#### Aim of the task:
From the first line to the last, restate the records word for word, skipping the pictures.

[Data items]
-- Opening Marker --
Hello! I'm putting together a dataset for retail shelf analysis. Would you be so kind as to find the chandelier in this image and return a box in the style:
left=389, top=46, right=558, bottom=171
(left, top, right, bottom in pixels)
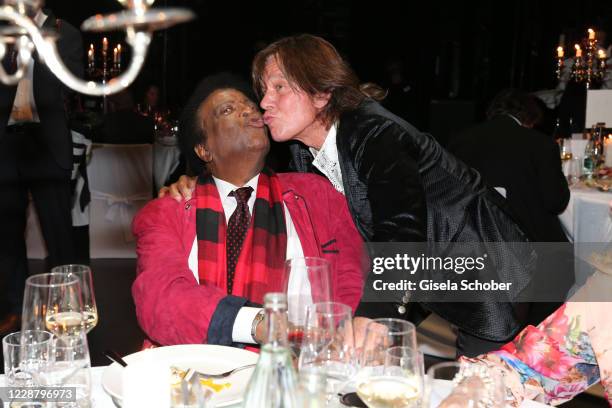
left=0, top=0, right=195, bottom=95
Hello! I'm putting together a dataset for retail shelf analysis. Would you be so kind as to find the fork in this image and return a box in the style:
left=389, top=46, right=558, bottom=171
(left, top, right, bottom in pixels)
left=171, top=363, right=256, bottom=380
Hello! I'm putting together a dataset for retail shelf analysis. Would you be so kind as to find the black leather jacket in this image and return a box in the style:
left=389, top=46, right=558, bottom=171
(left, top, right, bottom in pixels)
left=290, top=99, right=536, bottom=342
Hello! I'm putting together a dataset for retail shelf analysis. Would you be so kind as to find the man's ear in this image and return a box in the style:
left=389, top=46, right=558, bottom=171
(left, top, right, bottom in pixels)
left=313, top=92, right=332, bottom=110
left=194, top=144, right=212, bottom=163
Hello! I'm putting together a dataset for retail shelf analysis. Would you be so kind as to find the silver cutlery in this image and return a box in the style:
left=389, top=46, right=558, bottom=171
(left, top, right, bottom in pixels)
left=171, top=363, right=256, bottom=380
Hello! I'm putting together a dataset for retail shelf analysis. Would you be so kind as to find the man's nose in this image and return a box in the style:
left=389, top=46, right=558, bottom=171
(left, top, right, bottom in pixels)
left=260, top=91, right=274, bottom=110
left=241, top=104, right=258, bottom=117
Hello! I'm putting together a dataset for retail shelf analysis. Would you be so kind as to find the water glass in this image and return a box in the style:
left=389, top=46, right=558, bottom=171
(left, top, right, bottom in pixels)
left=569, top=156, right=583, bottom=185
left=40, top=332, right=92, bottom=408
left=283, top=257, right=332, bottom=357
left=51, top=265, right=98, bottom=333
left=2, top=330, right=54, bottom=387
left=21, top=273, right=84, bottom=340
left=298, top=302, right=356, bottom=399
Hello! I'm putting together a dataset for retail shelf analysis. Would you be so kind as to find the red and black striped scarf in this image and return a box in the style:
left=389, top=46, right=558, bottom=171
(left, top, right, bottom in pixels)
left=195, top=168, right=288, bottom=303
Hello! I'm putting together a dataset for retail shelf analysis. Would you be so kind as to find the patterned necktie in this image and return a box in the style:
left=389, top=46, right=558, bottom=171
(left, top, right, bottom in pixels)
left=226, top=186, right=254, bottom=294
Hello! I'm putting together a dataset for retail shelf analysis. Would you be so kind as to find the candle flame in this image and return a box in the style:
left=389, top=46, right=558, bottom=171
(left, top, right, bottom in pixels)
left=599, top=50, right=607, bottom=59
left=117, top=44, right=122, bottom=52
left=588, top=28, right=596, bottom=40
left=575, top=44, right=581, bottom=50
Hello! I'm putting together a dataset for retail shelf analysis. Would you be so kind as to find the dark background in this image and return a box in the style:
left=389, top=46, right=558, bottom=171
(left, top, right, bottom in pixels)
left=47, top=0, right=612, bottom=140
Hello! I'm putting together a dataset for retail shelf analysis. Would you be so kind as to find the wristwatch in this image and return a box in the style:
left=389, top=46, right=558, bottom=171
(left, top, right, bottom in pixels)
left=250, top=309, right=265, bottom=343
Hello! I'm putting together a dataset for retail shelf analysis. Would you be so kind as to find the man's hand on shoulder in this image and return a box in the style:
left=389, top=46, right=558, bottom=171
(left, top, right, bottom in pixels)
left=158, top=175, right=197, bottom=201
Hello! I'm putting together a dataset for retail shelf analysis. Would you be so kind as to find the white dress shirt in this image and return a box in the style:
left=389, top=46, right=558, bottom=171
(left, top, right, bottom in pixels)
left=187, top=174, right=309, bottom=344
left=309, top=123, right=345, bottom=194
left=8, top=10, right=47, bottom=125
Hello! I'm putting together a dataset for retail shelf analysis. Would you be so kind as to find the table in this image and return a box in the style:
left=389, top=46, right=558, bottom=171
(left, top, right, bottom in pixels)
left=559, top=184, right=612, bottom=243
left=1, top=366, right=552, bottom=407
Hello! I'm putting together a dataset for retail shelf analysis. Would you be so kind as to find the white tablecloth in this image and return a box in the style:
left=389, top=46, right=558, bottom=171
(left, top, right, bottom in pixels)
left=1, top=365, right=554, bottom=407
left=559, top=184, right=612, bottom=243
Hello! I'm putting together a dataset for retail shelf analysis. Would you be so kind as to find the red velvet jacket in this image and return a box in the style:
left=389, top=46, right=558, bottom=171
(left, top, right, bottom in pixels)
left=132, top=173, right=364, bottom=346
-- Closing Marker --
#### Task solution:
Hello! I'm putting together a dataset for retail shelf analysis. Would you be so kind as to find the chandelier in this image and return a box in the style:
left=389, top=46, right=558, bottom=171
(left, top, right, bottom in pixels)
left=0, top=0, right=195, bottom=95
Hello! I'm putting together a dataset for retail shelf analysis. Would you be so kind as to find the fork in this image and return a box in the style:
left=389, top=46, right=558, bottom=171
(left, top, right, bottom in pixels)
left=171, top=363, right=256, bottom=380
Hello! I'm putting together a dataset for retail shelf analysis. Would you be so kind as to find the black leather jacket in this image and return a box in the style:
left=389, top=46, right=558, bottom=171
(left, top, right, bottom in pixels)
left=290, top=99, right=536, bottom=342
Hello! I'm putting together a dataset for retail shelf analysis. Would you be so kind as to find the man's ear in this image and return a box in the style:
left=389, top=46, right=558, bottom=171
(left, top, right, bottom in pixels)
left=313, top=92, right=332, bottom=110
left=194, top=144, right=212, bottom=163
Hello! I'm putting together a dataset for retail shelf analysis. Would you be so kind as to find the silver cutlery in this image and return a box in the style:
left=389, top=46, right=558, bottom=171
(left, top, right, bottom in pixels)
left=171, top=363, right=256, bottom=380
Hello! I'm putting together a dataset for retail shelf analysis. Would you be so kind as to find the man's nose in this image and return a box in the style:
left=389, top=46, right=558, bottom=171
(left, top, right, bottom in pixels)
left=260, top=91, right=274, bottom=110
left=241, top=104, right=258, bottom=117
Hello! I'm putting together a dataset for retail shelf analysis. Would you be so kind as to find the water glass in this image and return a box in the style:
left=389, top=46, right=558, bottom=171
(left, top, right, bottom in pixels)
left=569, top=156, right=583, bottom=185
left=40, top=332, right=92, bottom=408
left=283, top=257, right=332, bottom=357
left=51, top=265, right=98, bottom=333
left=2, top=330, right=54, bottom=387
left=21, top=273, right=84, bottom=340
left=298, top=302, right=356, bottom=399
Hello! I'm putting together a dataset for retail shelf analysis. Would you be so kind as to find the red and black striped scarf in this image and return a box in the style:
left=389, top=46, right=558, bottom=171
(left, top, right, bottom in pixels)
left=195, top=168, right=288, bottom=303
Hello! I'm putting together a dataset for retail shelf analysis. Would you be so kind as to find the patterned necktie in this image and return a box in the style:
left=389, top=46, right=558, bottom=171
(left, top, right, bottom in pixels)
left=226, top=186, right=254, bottom=294
Hello! I'm putting together a dataset for retail shelf analysis. Would you be so kind as to find the candle flame in this image and return a box in the style:
left=389, top=46, right=558, bottom=171
(left, top, right, bottom in pixels)
left=599, top=50, right=607, bottom=59
left=117, top=44, right=122, bottom=52
left=588, top=28, right=596, bottom=40
left=575, top=44, right=581, bottom=50
Hello! I'm putting together a dataset for retail shelf analysis. Would you be so kind as to find the dark background in this image and return a box in the style:
left=389, top=46, right=558, bottom=171
(left, top, right, bottom in pixels)
left=47, top=0, right=612, bottom=140
Hello! I'm putting together a dataset for retail shelf analysis. Would you be so kind as to find the wristwatch in this image and return a box in the style:
left=389, top=46, right=558, bottom=171
(left, top, right, bottom in pixels)
left=250, top=309, right=265, bottom=343
Hello! I'm putting together a dataset for retail shelf analysis. Would you be so kind as to find the man's hand on shoulder in this image and return a box in the style:
left=389, top=46, right=558, bottom=171
(left, top, right, bottom in pixels)
left=158, top=175, right=197, bottom=201
Hello! I'm putting together a dataset for retail shelf analysis. Would you be so kind as to find the white dress shirt in this image and return a box in the style:
left=389, top=46, right=558, bottom=171
(left, top, right, bottom in pixels)
left=187, top=174, right=309, bottom=344
left=309, top=123, right=345, bottom=194
left=8, top=10, right=47, bottom=125
Hello! I'm putting together a dataset for retail shelf analysis. Would you be so kind as to find the table in this image and return a box in the style:
left=389, top=46, right=558, bottom=171
(left, top, right, bottom in pixels)
left=559, top=184, right=612, bottom=243
left=1, top=366, right=552, bottom=407
Hello! I'm putting together a dataset for retail shelf analysis. Would you be so kind as to find the white tablecloth in this image and return a box in the style:
left=389, top=46, right=558, bottom=171
(left, top, right, bottom in pixels)
left=1, top=365, right=554, bottom=407
left=559, top=184, right=612, bottom=243
Hello! I'm putting together a dataset for retail shelf analysis. Would you be so kind as to find the red velvet jacket in this image and return a box in the style:
left=389, top=46, right=558, bottom=171
(left, top, right, bottom in pixels)
left=132, top=173, right=364, bottom=346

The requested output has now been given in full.